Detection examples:
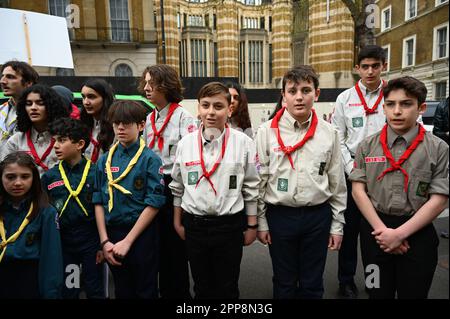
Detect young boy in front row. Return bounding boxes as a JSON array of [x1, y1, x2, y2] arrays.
[[42, 118, 105, 299], [93, 101, 165, 299], [256, 65, 347, 299], [350, 76, 448, 299], [170, 82, 259, 299]]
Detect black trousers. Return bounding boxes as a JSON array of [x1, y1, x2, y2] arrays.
[[266, 202, 332, 299], [183, 213, 246, 299], [361, 213, 439, 299], [156, 175, 191, 299], [338, 179, 362, 284], [0, 260, 41, 300], [107, 220, 159, 299]]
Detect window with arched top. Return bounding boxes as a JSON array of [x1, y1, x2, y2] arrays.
[[114, 63, 133, 76]]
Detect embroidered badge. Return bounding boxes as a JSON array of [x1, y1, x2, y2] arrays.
[[352, 117, 364, 127], [416, 182, 430, 197], [228, 175, 237, 189], [277, 178, 289, 192], [188, 172, 198, 185], [319, 162, 327, 176], [25, 233, 36, 246], [133, 176, 144, 191]]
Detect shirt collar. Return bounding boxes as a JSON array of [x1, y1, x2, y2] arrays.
[[387, 124, 419, 148], [358, 79, 383, 95], [280, 109, 312, 129], [117, 137, 140, 154]]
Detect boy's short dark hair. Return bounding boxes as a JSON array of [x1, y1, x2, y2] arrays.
[[0, 60, 39, 85], [108, 101, 147, 124], [197, 82, 231, 105], [356, 45, 386, 65], [281, 65, 319, 92], [383, 76, 427, 105], [48, 117, 91, 153], [138, 64, 183, 103]]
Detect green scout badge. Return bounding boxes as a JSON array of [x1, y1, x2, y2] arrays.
[[228, 175, 237, 189], [352, 117, 364, 127], [416, 182, 430, 197], [133, 176, 144, 191], [277, 178, 288, 192], [188, 172, 198, 185]]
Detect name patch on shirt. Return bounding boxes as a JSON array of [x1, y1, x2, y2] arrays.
[[364, 156, 386, 164], [188, 172, 198, 185], [47, 181, 64, 190], [277, 178, 289, 192], [184, 161, 201, 167], [352, 116, 364, 127]]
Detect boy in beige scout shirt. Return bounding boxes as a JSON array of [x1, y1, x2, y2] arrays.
[[256, 65, 347, 299], [349, 77, 448, 299]]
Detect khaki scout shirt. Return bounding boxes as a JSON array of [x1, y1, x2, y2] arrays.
[[1, 128, 58, 175], [349, 126, 449, 216], [142, 104, 197, 175], [169, 128, 259, 216], [331, 81, 386, 174], [256, 111, 347, 235]]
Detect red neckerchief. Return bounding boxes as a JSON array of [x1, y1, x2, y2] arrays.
[[355, 80, 385, 116], [148, 103, 179, 153], [377, 124, 426, 192], [25, 130, 55, 171], [270, 107, 319, 169], [195, 124, 230, 195], [89, 132, 100, 163]]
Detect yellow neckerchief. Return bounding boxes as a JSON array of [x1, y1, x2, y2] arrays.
[[58, 160, 91, 217], [0, 202, 33, 262], [105, 138, 145, 212]]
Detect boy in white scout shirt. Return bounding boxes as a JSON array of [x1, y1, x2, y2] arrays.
[[331, 45, 387, 299], [170, 82, 259, 299], [141, 64, 197, 299], [349, 76, 448, 299], [256, 65, 347, 299]]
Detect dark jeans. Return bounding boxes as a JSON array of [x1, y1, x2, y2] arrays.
[[183, 213, 244, 299], [361, 213, 439, 299], [338, 179, 362, 284], [266, 203, 332, 299], [156, 175, 191, 299], [108, 220, 159, 299], [61, 223, 105, 299], [0, 260, 41, 300]]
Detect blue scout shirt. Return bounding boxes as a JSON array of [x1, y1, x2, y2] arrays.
[[42, 157, 97, 231], [92, 139, 166, 226], [0, 200, 64, 299]]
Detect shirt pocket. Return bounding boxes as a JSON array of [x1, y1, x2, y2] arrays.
[[408, 169, 432, 211], [310, 151, 331, 182]]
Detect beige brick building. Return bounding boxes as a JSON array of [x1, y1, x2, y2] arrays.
[[1, 0, 157, 76], [376, 0, 449, 100]]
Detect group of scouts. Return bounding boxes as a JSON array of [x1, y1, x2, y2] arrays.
[[0, 46, 449, 299]]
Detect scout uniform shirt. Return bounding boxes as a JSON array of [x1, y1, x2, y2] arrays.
[[93, 139, 166, 226], [349, 126, 449, 216], [0, 99, 17, 150], [0, 127, 58, 176], [169, 126, 259, 216], [142, 103, 197, 175], [42, 157, 97, 230], [256, 110, 347, 235], [331, 81, 386, 175], [0, 200, 64, 299]]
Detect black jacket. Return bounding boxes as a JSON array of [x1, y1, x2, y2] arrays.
[[433, 97, 449, 144]]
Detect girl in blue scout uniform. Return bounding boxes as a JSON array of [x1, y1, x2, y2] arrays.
[[0, 84, 69, 175], [0, 152, 63, 299], [80, 78, 114, 163], [93, 101, 166, 299], [42, 118, 105, 299]]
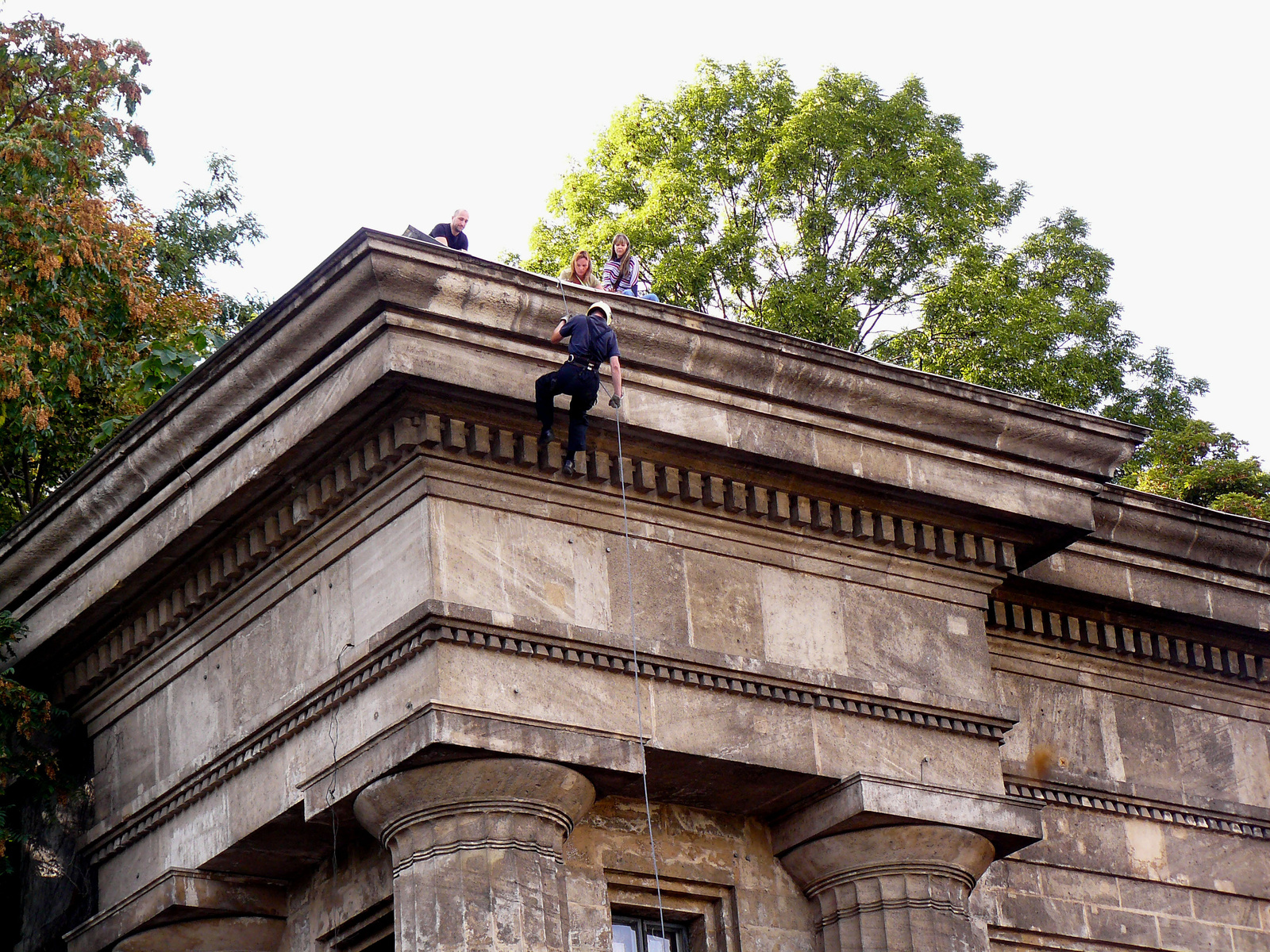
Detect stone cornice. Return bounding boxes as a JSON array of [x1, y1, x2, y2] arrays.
[[0, 232, 1141, 643], [988, 599, 1270, 690], [53, 413, 1014, 703], [65, 869, 288, 952], [84, 608, 1014, 863], [1006, 777, 1270, 839], [1024, 486, 1270, 633]]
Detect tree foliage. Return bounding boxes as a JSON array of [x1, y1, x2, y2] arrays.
[[0, 612, 66, 872], [528, 60, 1270, 518], [876, 209, 1145, 411], [0, 15, 262, 531], [525, 60, 1025, 349]]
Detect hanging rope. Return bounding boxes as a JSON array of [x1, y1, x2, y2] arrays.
[[556, 278, 667, 941]]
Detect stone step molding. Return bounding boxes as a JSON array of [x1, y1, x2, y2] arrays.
[[85, 620, 1014, 863], [1006, 781, 1270, 840], [353, 758, 595, 952], [60, 413, 1016, 704], [114, 916, 287, 952], [988, 599, 1270, 690], [781, 823, 995, 952]]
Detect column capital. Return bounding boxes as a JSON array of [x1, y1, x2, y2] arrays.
[[353, 758, 595, 952], [781, 823, 995, 952], [353, 757, 595, 846]]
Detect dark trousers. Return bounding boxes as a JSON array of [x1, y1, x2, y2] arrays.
[[536, 362, 599, 455]]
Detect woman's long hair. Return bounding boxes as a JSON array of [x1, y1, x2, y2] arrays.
[[569, 248, 595, 284], [608, 231, 635, 284]]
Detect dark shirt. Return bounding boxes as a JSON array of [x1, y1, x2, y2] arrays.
[[428, 221, 468, 251], [560, 313, 620, 363]]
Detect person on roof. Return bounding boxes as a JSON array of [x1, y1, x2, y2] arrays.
[[601, 233, 660, 301], [560, 248, 599, 288], [428, 208, 468, 251], [535, 301, 622, 476]]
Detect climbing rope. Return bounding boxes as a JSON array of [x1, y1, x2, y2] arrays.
[[556, 278, 669, 947]]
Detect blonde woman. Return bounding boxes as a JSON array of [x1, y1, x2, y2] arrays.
[[560, 248, 599, 288], [601, 233, 662, 301]]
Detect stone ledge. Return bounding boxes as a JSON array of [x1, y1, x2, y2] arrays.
[[53, 413, 1016, 704], [1006, 779, 1270, 840], [81, 609, 1014, 863], [64, 869, 290, 952], [988, 599, 1270, 690], [772, 773, 1043, 858]]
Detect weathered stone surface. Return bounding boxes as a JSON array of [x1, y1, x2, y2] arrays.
[[354, 758, 595, 952], [0, 232, 1270, 952], [781, 827, 995, 952], [114, 916, 284, 952]]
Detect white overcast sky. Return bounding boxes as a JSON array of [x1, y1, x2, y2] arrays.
[[22, 0, 1270, 459]]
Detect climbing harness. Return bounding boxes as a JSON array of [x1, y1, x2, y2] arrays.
[[556, 278, 667, 941]]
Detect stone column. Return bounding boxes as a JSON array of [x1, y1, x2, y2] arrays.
[[781, 825, 995, 952], [114, 916, 286, 952], [353, 758, 595, 952]]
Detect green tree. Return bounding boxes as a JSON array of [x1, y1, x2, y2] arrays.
[[1120, 419, 1270, 519], [875, 209, 1147, 411], [0, 612, 60, 873], [528, 60, 1270, 530], [525, 60, 1025, 351], [0, 15, 260, 532]]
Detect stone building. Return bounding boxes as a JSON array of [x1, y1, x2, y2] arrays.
[[0, 231, 1270, 952]]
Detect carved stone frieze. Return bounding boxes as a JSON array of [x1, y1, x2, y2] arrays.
[[988, 599, 1270, 690], [64, 413, 1016, 703]]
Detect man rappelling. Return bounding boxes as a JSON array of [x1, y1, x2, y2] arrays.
[[537, 301, 622, 476]]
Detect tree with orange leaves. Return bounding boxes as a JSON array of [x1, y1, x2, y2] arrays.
[[0, 15, 264, 946], [0, 15, 263, 531]]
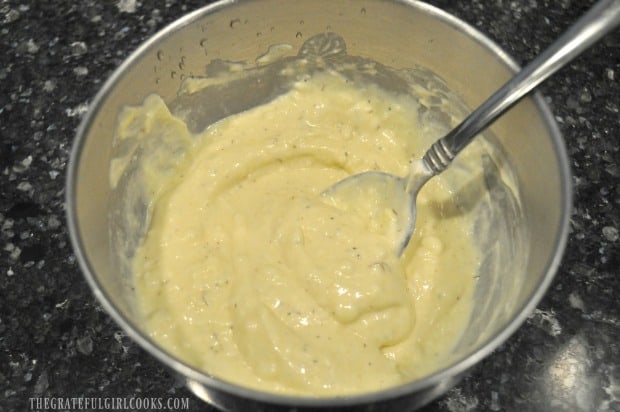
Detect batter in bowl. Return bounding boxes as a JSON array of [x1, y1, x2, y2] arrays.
[[118, 67, 479, 396]]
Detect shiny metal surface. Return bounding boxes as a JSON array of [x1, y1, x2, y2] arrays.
[[323, 0, 620, 256], [67, 0, 571, 411]]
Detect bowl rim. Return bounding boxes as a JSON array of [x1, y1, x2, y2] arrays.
[[65, 0, 572, 408]]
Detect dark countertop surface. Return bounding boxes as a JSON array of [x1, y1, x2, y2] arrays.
[[0, 0, 620, 411]]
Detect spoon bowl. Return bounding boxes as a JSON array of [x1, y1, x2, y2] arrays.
[[323, 0, 620, 256]]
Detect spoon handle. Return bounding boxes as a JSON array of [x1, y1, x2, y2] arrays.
[[423, 0, 620, 174]]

*Problem to solve*
Output, as a JSON list of strings with one string per line and blank lines left out, the lines from the start of the records through the line containing "82, 259, 299]]", including both ends. Leave the pictures out of the answer.

*Exercise response*
[
  "Detect young boy in front row. Return bounding boxes as a JSON array of [x1, y1, x2, y2] arrays.",
  "[[42, 118, 105, 299], [93, 101, 165, 299], [256, 65, 347, 299], [350, 76, 448, 299], [170, 82, 259, 299]]"
]